--- BEGIN Records supplied ---

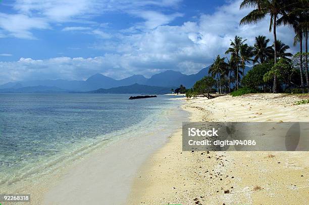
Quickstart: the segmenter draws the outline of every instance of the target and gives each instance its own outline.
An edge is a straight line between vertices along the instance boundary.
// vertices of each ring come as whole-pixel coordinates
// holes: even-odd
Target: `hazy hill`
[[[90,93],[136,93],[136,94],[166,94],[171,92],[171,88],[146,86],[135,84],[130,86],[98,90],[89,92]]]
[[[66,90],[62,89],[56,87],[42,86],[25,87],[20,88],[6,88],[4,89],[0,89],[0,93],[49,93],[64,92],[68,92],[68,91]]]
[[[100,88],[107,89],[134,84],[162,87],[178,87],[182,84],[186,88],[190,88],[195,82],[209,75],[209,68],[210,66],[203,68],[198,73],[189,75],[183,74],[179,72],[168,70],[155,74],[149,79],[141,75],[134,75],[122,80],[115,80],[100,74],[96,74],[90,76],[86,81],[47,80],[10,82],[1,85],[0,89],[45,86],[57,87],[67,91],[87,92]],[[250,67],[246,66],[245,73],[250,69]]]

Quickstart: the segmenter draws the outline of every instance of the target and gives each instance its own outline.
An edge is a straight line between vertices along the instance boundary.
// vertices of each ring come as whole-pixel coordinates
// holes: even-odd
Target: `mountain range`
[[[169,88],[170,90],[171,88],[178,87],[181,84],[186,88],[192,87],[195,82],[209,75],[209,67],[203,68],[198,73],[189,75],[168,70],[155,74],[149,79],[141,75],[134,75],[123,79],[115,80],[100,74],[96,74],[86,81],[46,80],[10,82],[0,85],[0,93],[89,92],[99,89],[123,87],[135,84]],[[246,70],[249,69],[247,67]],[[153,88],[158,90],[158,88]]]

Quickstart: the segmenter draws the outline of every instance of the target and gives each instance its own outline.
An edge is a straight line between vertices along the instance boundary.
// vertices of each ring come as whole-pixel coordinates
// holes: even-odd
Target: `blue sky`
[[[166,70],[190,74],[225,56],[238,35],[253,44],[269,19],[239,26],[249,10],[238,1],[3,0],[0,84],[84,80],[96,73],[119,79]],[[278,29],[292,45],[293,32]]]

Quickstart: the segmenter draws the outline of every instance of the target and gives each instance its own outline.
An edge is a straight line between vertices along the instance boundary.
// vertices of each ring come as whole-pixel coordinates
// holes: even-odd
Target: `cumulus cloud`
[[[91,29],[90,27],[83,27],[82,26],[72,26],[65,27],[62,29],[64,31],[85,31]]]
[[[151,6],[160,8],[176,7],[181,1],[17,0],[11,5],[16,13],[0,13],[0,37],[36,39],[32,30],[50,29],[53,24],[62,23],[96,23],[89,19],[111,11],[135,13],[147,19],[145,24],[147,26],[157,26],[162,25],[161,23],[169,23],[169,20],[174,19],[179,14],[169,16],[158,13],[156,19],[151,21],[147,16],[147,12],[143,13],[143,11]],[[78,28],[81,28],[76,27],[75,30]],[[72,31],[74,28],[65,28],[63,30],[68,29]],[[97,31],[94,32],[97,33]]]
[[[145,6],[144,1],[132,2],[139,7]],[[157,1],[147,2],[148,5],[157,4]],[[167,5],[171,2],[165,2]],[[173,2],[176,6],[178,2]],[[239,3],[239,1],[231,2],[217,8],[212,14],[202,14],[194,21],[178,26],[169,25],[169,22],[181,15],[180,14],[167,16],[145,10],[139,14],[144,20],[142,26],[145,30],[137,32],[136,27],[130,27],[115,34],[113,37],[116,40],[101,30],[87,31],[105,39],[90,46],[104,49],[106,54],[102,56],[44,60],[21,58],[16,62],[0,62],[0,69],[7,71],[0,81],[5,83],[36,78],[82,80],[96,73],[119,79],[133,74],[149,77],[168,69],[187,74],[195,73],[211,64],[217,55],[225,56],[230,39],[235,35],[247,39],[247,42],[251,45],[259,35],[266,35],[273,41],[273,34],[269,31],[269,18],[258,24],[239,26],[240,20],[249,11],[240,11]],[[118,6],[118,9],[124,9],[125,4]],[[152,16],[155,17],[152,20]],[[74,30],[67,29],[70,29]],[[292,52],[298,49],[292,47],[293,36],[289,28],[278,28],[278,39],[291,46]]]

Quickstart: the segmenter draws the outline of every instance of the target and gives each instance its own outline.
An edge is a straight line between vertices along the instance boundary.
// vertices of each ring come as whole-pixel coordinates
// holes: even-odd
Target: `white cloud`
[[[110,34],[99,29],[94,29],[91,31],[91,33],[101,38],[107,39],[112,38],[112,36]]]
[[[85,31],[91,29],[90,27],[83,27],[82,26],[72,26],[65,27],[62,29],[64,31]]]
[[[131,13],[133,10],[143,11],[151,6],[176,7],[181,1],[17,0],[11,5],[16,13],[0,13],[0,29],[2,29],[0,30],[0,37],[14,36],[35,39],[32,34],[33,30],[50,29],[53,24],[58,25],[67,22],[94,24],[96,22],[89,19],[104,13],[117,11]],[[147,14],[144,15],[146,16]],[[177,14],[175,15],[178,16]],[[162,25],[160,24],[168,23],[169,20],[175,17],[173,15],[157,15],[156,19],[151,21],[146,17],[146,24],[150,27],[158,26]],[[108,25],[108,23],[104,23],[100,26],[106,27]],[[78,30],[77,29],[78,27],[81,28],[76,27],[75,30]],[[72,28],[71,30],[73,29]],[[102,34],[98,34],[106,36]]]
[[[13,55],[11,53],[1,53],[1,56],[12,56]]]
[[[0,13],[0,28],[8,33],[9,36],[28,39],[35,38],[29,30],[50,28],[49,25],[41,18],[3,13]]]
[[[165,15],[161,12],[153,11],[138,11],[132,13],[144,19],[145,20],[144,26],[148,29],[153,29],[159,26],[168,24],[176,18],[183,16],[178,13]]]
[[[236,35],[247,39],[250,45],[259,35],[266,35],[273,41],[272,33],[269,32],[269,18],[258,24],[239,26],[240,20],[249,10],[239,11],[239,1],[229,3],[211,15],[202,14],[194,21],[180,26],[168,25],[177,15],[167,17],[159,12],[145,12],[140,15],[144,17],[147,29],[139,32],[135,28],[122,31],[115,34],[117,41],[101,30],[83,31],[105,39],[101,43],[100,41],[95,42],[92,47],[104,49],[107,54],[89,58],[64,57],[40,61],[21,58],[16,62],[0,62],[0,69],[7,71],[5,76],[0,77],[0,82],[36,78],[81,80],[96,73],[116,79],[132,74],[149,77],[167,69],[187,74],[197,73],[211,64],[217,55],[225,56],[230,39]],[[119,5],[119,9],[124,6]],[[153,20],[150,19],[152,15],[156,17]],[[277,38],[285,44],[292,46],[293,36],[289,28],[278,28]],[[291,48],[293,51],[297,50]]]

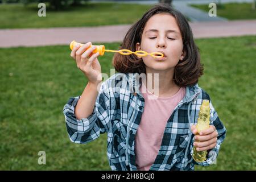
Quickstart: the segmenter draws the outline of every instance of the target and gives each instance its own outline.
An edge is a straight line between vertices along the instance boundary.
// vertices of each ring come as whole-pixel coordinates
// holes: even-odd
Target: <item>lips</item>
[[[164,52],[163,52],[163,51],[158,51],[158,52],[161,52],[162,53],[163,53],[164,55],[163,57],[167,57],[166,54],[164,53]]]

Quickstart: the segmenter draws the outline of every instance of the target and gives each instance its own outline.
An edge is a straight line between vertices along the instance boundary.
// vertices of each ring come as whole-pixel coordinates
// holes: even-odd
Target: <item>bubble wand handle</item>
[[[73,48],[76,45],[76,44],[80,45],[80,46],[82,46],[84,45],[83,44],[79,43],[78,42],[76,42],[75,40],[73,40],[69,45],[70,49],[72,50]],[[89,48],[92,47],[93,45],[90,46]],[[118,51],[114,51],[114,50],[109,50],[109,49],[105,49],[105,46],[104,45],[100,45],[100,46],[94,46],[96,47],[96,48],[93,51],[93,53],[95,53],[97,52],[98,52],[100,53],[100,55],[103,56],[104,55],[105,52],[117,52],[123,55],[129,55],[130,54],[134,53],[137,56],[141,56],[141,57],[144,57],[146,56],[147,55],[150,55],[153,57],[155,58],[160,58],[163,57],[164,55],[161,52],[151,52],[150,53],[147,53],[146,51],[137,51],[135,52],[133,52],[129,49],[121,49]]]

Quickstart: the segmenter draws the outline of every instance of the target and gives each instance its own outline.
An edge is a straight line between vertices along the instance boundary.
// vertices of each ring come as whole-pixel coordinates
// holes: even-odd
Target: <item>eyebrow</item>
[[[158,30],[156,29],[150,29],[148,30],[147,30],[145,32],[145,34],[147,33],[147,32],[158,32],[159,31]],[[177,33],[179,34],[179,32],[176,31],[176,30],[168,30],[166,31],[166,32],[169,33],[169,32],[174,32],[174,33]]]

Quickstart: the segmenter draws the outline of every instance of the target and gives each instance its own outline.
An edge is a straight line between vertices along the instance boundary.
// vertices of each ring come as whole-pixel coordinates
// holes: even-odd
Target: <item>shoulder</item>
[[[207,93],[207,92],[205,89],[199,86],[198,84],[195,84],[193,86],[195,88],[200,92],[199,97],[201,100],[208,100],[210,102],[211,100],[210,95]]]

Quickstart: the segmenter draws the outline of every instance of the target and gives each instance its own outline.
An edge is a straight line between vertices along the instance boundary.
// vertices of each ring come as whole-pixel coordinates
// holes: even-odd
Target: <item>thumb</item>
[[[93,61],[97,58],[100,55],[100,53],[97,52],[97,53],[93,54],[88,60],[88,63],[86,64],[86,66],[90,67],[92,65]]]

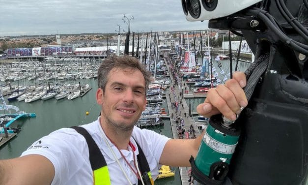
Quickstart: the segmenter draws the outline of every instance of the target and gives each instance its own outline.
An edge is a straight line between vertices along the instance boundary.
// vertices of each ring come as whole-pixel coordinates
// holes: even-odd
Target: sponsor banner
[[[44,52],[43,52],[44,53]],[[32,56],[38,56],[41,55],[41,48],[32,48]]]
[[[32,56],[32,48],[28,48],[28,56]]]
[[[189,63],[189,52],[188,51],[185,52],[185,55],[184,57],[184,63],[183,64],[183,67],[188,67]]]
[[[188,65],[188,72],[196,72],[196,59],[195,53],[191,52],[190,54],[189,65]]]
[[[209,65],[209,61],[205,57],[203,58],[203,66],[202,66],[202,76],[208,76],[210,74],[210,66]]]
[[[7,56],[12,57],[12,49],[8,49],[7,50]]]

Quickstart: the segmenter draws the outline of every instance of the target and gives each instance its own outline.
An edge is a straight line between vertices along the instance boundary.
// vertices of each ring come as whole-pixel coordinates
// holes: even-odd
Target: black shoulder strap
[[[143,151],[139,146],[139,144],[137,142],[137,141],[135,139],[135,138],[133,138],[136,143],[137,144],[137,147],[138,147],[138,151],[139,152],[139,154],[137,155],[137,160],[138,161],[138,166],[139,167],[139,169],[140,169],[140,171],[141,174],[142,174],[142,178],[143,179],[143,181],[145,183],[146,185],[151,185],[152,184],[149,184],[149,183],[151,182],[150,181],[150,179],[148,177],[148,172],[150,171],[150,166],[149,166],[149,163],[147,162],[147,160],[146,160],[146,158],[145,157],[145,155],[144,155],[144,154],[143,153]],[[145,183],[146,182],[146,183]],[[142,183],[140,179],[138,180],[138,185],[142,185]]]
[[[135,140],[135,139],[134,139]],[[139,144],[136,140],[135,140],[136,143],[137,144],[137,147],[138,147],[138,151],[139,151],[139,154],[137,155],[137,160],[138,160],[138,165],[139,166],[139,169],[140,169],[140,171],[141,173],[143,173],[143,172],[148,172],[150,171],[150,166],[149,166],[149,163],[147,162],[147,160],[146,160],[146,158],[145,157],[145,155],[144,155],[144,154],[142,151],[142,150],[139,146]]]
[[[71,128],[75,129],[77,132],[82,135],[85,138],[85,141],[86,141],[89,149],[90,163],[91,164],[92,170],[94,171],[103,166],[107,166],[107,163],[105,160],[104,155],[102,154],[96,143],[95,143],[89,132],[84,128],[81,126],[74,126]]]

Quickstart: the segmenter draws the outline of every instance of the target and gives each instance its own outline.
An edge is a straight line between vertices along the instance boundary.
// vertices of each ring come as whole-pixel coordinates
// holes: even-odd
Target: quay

--- END Records supplied ---

◆ **Task prompt**
Work out how many lines of the records contain the string "item", counting only matches in the same case, and reply with that number alone.

◆ **Response to this exercise**
5